:: Document passage ::
☆ ☆ ☆ ☆ ☆

CHESTERFIELD, Mo. – As clinical trials for one of the leading COVID-19 vaccine candidates continue in the St. Louis area, a woman who just finished getting her shots has opened up about why she wanted to be part of the trial.
The Clinical Research Professionals (CRP) clinic in Chesterfield is one of the busiest trial sites in America, part of the Pfizer vaccine trial. Katina McAfee told FOX 2 she was tired of the toll COVID-19 had taken on us all, including her family.
She was also tired of wearing a mask.
“Some people take of their shoes off first thing. (For me) it’s like, ‘mask off’,” she said. “I don’t want to get used to this new norm. I like being around people and seeing people smile.”
McAfee, 45, is an assistant store manager for Dierbergs, a wife, mother, and grandmother.
She’s lost three family members to COVID-19, including her grandfather, 93-year-old John McIntire, and uncle, 64-year-old Ray Stewart, both of Detroit.
She’s part of the trial against the wishes of her own daughter and husband. She has both asthma and an auto-immune disease. They worry about the trial making her sick.

☆ ☆ ☆ ☆ ☆

Records from a dataset:
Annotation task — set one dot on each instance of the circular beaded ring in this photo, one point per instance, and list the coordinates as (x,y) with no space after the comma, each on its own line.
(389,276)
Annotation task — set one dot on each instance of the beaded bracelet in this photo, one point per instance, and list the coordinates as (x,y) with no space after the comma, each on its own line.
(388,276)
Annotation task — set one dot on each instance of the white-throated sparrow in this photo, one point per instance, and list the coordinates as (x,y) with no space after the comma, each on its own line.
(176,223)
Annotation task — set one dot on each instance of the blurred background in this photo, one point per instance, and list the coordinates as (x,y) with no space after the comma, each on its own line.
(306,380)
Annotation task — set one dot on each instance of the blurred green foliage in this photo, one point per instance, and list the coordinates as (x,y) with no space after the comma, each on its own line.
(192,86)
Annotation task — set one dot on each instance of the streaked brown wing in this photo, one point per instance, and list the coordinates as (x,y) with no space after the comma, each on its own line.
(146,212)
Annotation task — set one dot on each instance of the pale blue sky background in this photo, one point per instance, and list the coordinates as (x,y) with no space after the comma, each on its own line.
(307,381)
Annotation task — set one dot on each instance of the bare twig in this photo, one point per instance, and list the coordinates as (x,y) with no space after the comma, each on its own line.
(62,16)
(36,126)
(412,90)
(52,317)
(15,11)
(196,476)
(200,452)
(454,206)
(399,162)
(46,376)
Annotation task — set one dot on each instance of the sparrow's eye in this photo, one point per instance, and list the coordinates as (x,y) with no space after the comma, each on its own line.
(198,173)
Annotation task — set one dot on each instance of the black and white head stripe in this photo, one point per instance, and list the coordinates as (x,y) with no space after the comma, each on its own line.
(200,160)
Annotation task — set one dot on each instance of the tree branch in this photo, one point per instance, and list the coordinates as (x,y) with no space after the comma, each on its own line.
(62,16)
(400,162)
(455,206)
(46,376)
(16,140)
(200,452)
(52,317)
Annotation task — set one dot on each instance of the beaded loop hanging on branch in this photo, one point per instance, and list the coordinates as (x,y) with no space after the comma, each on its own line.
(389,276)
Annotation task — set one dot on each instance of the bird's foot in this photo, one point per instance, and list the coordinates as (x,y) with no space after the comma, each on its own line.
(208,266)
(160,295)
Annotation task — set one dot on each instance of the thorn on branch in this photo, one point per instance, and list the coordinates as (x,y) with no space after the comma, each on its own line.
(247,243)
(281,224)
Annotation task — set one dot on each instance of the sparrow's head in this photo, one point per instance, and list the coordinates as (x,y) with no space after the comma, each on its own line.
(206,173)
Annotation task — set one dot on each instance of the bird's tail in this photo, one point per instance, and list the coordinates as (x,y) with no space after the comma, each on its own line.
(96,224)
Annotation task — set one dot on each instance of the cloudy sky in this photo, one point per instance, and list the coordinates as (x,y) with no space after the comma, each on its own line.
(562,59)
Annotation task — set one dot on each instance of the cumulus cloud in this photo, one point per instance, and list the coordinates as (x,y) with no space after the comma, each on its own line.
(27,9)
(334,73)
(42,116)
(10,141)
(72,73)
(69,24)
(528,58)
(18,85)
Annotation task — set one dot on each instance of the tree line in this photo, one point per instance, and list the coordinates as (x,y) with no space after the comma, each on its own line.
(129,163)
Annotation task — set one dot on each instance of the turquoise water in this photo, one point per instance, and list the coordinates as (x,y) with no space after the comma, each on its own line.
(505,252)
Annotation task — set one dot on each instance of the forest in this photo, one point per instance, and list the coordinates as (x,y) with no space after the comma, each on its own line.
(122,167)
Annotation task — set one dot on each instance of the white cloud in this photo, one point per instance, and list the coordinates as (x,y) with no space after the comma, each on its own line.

☆ ☆ ☆ ☆ ☆

:: Work instruction ::
Answer these questions about the vaccine trial article:
1. In which city is the Clinical Research Professionals clinic?
2. What job does Katina McAfee hold?
3. How many of her family members has she lost to COVID-19?

:: Expected output ::
1. Chesterfield, Missouri
2. Assistant store manager for Dierbergs
3. Three